## WHAT NEEDS TO BE DONE
Retype each entry below exactly as it stands.

## STORED RECORDS

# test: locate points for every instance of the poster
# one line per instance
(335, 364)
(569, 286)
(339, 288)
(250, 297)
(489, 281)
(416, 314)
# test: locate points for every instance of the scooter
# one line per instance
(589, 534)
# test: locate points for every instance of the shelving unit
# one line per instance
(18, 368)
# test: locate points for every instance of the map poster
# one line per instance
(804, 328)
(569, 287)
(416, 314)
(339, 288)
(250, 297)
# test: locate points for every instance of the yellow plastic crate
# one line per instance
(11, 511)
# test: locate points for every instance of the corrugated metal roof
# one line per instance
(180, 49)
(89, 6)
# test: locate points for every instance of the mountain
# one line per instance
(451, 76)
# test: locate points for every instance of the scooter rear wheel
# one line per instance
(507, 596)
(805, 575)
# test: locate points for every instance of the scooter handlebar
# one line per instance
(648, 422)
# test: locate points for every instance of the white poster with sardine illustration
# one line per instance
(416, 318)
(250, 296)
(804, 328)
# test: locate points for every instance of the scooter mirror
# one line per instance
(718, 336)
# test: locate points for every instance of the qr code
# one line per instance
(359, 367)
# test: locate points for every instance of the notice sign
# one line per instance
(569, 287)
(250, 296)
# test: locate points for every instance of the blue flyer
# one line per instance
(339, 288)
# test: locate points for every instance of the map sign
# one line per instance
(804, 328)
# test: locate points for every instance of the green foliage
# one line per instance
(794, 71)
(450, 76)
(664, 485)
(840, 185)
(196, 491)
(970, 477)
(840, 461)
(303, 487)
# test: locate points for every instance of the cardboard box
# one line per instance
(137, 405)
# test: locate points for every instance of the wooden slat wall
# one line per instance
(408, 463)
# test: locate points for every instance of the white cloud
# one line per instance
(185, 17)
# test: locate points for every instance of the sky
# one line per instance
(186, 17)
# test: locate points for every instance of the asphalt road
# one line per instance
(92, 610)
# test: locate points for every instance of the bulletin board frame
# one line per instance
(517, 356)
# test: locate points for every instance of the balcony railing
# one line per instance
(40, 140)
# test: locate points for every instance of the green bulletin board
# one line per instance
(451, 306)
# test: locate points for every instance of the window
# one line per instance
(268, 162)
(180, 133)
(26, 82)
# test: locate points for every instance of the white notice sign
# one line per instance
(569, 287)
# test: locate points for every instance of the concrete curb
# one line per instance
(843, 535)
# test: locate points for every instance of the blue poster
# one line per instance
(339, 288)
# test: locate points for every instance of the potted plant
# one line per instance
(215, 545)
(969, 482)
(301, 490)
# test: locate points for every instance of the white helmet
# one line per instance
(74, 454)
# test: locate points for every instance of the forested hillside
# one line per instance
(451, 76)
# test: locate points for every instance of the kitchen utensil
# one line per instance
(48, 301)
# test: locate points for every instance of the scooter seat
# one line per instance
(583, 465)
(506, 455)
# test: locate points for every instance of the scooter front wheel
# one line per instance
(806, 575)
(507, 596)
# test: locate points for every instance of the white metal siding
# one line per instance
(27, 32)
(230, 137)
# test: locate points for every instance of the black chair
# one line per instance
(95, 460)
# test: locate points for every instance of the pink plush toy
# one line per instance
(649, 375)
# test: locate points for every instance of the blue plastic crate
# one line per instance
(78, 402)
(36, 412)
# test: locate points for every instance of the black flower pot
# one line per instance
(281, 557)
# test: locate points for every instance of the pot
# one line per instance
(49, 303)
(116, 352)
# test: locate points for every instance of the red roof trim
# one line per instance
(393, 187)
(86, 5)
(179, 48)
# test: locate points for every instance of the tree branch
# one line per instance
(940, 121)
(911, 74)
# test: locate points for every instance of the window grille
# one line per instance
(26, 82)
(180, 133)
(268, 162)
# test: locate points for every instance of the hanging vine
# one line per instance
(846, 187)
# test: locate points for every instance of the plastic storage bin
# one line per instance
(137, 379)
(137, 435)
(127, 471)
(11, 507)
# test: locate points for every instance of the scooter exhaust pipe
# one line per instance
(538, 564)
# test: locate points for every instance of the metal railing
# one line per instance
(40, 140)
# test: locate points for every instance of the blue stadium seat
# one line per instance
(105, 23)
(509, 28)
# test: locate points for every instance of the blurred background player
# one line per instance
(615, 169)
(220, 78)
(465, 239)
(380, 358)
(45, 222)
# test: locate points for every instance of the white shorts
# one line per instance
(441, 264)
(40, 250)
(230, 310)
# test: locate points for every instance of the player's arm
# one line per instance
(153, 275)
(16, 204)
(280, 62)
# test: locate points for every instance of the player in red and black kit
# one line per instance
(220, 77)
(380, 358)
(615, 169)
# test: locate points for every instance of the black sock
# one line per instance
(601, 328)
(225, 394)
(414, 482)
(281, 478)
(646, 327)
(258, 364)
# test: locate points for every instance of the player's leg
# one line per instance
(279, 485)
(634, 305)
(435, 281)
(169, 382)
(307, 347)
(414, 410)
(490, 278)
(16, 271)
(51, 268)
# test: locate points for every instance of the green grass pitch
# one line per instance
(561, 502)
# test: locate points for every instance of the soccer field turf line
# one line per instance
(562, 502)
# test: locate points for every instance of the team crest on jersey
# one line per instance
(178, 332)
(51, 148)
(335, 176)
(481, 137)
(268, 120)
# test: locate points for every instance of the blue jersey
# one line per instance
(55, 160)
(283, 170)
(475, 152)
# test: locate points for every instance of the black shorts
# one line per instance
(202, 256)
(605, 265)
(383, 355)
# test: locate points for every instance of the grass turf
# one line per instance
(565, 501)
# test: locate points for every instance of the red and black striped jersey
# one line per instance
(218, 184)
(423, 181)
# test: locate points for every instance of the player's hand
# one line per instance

## WRITTEN ANSWER
# test: locate points for every instance of the poster
# one line per instance
(335, 364)
(569, 286)
(339, 288)
(250, 297)
(489, 281)
(416, 314)
# test: locate points for every instance of the scooter
# one line per instance
(589, 534)
# test: locate points for every instance of the shelving unit
# one line per instance
(18, 368)
# test: locate points for every instance of the map poster
# one line per instance
(804, 328)
(569, 287)
(416, 314)
(339, 288)
(250, 297)
# test: locate points for every instance of the yellow plastic crate
# one line per instance
(11, 511)
# test: locate points for every instance of the corrugated metal roof
# one line per instance
(180, 49)
(89, 6)
# test: locate points for every instance of the mountain
# one line per instance
(451, 76)
# test: locate points for every instance of the scooter rear wheel
# one line per instance
(507, 596)
(805, 575)
# test: locate points for every instance of the scooter handlebar
# one line per instance
(648, 422)
# test: locate points for every instance of the white poster with sardine illustration
# one line per instance
(416, 318)
(250, 296)
(804, 328)
# test: locate points for every instance of the scooter mirror
# one line per instance
(718, 336)
# test: locate points for every instance of the qr code
# one line per instance
(359, 367)
# test: locate points for every instance of the notice sign
# one line per instance
(569, 287)
(250, 296)
# test: locate points for every instance of the blue flyer
# one line per instance
(339, 288)
# test: locate points for every instance of the map sign
# one line per instance
(804, 328)
# test: locate points for every instance of the green foliage
# one line per instance
(794, 71)
(450, 76)
(664, 485)
(840, 185)
(196, 491)
(970, 477)
(840, 461)
(303, 487)
# test: locate points for every instance of the cardboard box
# one line per instance
(137, 405)
# test: locate points for every instance of the wooden slat wall
# one line per instance
(408, 463)
# test: locate points for every instance of the white cloud
# one line per instance
(185, 17)
# test: locate points for every instance of the sky
# one line per instance
(186, 17)
# test: locate points for every instance of the asphalt road
# one line per instance
(92, 610)
# test: locate points for every instance of the bulletin board frame
# one line per instance
(517, 356)
# test: locate points for every instance of the balcony railing
# one line per instance
(40, 140)
# test: locate points for every instance of the green bulletin board
# one line per instance
(451, 306)
# test: locate points for every instance of the window
# one line per instance
(268, 162)
(180, 133)
(26, 82)
# test: locate points for every instance of the white notice sign
# one line per instance
(569, 287)
# test: locate points for every instance of the concrete curb
# one line per instance
(843, 535)
# test: locate points for every instance of the blue poster
# one line per instance
(339, 288)
# test: locate points for every instance of the potted plant
# one line per instance
(215, 545)
(969, 482)
(301, 490)
# test: locate points for every instance of the white helmet
# one line per instance
(74, 454)
# test: locate points for every instance of the forested hillside
# one line per instance
(451, 76)
# test: locate points for every instance of the kitchen utensil
# one line per instance
(48, 301)
# test: locate points for every instance of the scooter seat
# one line per instance
(583, 465)
(506, 455)
# test: locate points for every instance of the scooter front wheel
# one line per instance
(806, 575)
(507, 596)
# test: locate points for every instance of the white metal siding
# one line per instance
(27, 32)
(230, 137)
# test: locate points for every instance of the black chair
# one line per instance
(95, 460)
# test: locate points for every instance of the pink plush toy
# one line per instance
(649, 375)
# test: locate points for every instance of the blue plastic crate
# one line per instance
(78, 402)
(36, 412)
# test: locate points for every instance of the black flower pot
# one line per instance
(281, 557)
# test: locate points for every instance of the pot
# one line per instance
(49, 303)
(116, 352)
# test: locate points for every instance of the red roof trim
# one line per instance
(393, 187)
(86, 5)
(179, 48)
# test: locate points for every instance of the tree branch
# one line per instance
(940, 121)
(911, 74)
# test: locate points for every instance of the window grille
# one line per instance
(26, 82)
(180, 133)
(268, 162)
# test: locate points for every instance of the hanging vine
# one line per instance
(846, 187)
# test: locate points for every instance of the plastic storage bin
# one line per instance
(137, 379)
(137, 435)
(127, 471)
(11, 507)
# test: locate points for every instance of the scooter exhaust pipe
# one line per instance
(538, 564)
# test: locate points for every instance of the metal railing
# one line per instance
(40, 140)
# test: locate points for every instance of the blue stadium seat
# one line per instance
(105, 23)
(509, 28)
# test: locate points for every instance of the blurred background player
# one line per instance
(615, 169)
(220, 78)
(465, 239)
(380, 358)
(45, 222)
# test: locate points for every instance of the white shorts
# one line per instance
(441, 264)
(40, 250)
(230, 310)
# test: locate points for every instance of the player's arm
# one line per instance
(153, 275)
(16, 204)
(280, 62)
# test: locate points for every instance of the player in red and black kit
# one line per instance
(220, 77)
(380, 358)
(615, 169)
# test: locate points for every instance of the black sock
# one line per instance
(601, 328)
(225, 394)
(414, 482)
(281, 478)
(646, 327)
(258, 364)
# test: locate points for every instance of the player's leg
# one line per instance
(279, 485)
(634, 305)
(435, 281)
(169, 382)
(307, 347)
(414, 410)
(490, 278)
(16, 271)
(51, 268)
# test: locate points for every instance of the green grass pitch
# one line per instance
(561, 502)
# test: locate points for every instance of the soccer field turf line
# one line per instance
(562, 502)
# test: locate points for every instance of the team crest on jersey
# one line per instance
(178, 332)
(51, 148)
(335, 176)
(481, 137)
(268, 120)
# test: locate points for every instance of the blue jersey
# one line per instance
(55, 160)
(283, 170)
(475, 152)
# test: locate points for every instance of the black shorts
# one line per instance
(202, 256)
(605, 265)
(383, 355)
# test: locate points for every instance of the grass turf
# one line per instance
(565, 501)
# test: locate points for every instance of the red and black striped jersey
# one line per instance
(218, 184)
(423, 181)
# test: locate points for every instance of the player's hand
# one line per instance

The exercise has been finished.